## Information shown
......

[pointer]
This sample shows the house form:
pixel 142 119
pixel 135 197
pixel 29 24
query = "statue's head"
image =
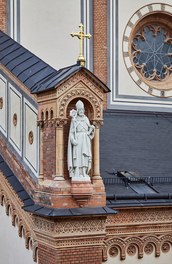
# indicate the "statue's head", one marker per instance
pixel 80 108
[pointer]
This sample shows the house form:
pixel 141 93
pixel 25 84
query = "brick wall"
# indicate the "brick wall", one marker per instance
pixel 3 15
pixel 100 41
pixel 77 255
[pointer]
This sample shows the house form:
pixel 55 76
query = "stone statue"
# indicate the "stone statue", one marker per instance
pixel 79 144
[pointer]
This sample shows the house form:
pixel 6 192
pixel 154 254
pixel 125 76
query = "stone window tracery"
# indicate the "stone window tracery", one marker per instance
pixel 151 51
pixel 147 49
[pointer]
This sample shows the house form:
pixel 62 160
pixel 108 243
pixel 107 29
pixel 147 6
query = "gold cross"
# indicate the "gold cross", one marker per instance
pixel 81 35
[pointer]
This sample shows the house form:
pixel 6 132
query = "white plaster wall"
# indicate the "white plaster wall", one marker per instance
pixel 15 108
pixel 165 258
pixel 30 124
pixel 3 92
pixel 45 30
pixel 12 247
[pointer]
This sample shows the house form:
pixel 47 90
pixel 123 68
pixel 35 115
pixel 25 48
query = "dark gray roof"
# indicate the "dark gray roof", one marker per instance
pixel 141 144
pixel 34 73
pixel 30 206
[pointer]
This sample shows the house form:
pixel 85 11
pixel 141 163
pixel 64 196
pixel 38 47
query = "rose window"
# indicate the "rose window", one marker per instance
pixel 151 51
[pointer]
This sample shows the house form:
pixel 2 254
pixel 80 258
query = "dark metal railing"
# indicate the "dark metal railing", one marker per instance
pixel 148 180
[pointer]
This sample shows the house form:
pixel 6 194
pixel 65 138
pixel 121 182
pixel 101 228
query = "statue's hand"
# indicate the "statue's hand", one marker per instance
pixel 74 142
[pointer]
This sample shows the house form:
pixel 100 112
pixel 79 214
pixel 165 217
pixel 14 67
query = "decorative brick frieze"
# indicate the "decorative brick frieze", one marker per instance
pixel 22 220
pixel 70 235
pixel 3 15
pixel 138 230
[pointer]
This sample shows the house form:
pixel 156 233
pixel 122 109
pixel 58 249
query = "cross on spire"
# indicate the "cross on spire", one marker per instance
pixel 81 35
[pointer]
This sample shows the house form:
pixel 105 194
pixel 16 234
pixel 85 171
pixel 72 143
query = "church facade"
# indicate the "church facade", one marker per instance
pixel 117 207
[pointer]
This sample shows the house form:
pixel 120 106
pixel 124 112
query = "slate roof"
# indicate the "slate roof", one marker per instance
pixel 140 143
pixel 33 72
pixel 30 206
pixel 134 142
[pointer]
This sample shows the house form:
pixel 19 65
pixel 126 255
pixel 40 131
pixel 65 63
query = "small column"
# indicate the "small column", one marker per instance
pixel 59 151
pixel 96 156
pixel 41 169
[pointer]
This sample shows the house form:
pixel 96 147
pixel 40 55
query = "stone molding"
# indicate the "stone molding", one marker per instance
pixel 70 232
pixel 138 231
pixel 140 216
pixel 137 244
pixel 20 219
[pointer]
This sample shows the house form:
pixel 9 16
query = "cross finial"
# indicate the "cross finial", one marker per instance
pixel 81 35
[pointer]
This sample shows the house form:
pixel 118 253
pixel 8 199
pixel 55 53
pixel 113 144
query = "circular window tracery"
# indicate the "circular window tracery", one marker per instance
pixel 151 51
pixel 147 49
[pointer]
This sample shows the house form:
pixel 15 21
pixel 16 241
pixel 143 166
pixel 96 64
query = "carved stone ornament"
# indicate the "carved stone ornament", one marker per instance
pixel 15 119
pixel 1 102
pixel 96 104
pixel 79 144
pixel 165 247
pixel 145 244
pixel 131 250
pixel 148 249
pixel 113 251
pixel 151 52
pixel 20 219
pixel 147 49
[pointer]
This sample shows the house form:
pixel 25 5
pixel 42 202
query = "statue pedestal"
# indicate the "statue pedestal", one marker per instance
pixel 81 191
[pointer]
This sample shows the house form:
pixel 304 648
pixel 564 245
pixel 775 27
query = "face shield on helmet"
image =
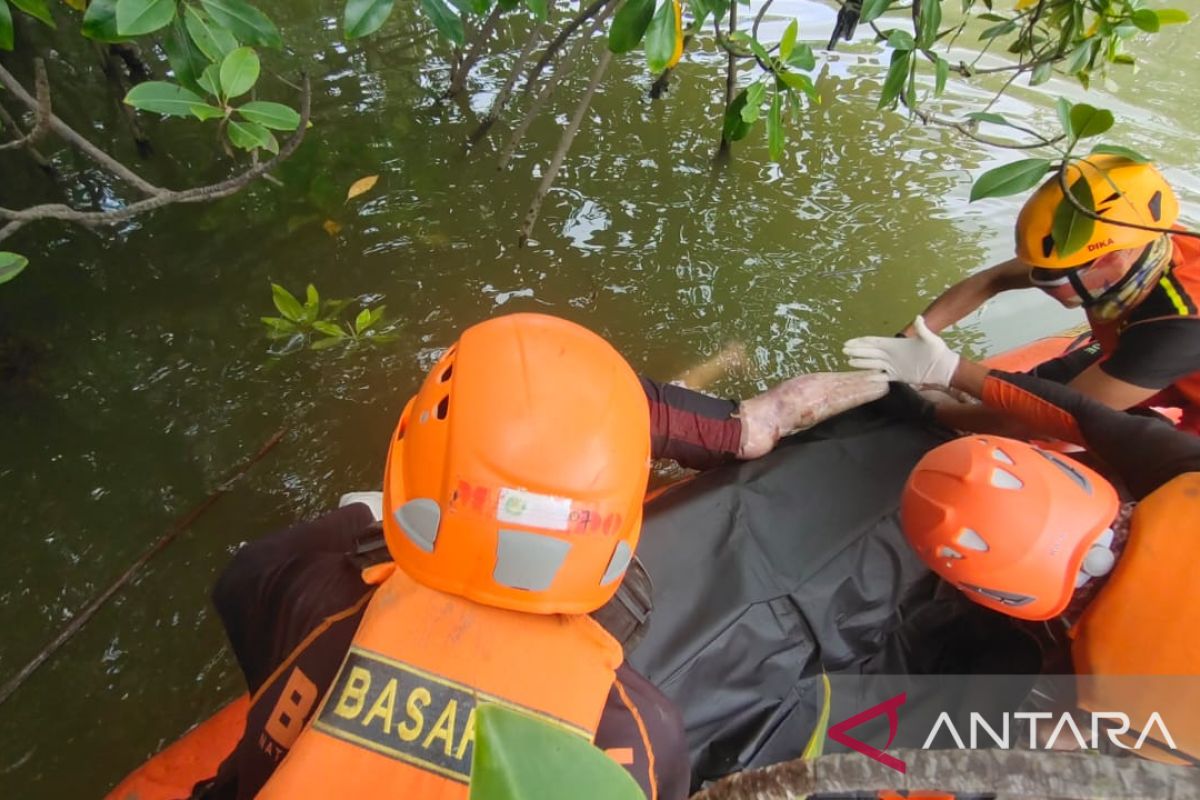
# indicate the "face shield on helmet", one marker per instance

......

## Work to complete
Out of the data above, return each line where the word "helmet" can be found.

## Answer space
query = "face shield on helmet"
# indicate the "face shield on helmet", one marker per instance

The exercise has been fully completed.